§ **Required task**: Format every line of the listing below as a numbered list, leaving out any blank lines.

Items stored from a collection
-=-=-
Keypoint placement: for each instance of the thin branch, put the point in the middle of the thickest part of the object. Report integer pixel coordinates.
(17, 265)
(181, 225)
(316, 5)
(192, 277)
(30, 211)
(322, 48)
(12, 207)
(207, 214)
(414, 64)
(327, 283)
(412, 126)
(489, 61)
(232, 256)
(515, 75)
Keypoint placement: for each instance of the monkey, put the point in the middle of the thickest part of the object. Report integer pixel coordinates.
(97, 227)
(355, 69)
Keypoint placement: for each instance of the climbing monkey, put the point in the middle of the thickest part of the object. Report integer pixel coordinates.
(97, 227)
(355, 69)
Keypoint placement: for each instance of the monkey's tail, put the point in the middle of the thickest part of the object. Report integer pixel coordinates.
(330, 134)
-=-=-
§ **Full answer**:
1. Keypoint placement: for each instance of the thin branch, put the point in the middle of the thickest part of the object. Report integer pixel coordinates.
2. (17, 265)
3. (181, 225)
4. (316, 5)
5. (192, 277)
6. (30, 211)
7. (322, 48)
8. (12, 207)
9. (207, 214)
10. (414, 64)
11. (327, 283)
12. (412, 126)
13. (489, 61)
14. (232, 256)
15. (515, 75)
16. Keypoint placement: for each instance of the monkey, put the point in the middle of the thickest part of the object. Report integer pixel coordinates.
17. (97, 227)
18. (355, 69)
19. Keypoint placement: for each instance of the climbing monkey, put the point in the middle of the thickest part of the object. Report integer pixel coordinates.
20. (97, 227)
21. (355, 69)
22. Keypoint placement: for each instance of the monkey's tail, put the point in the middle of the thickest part of the object. Report integer pixel coordinates.
23. (330, 134)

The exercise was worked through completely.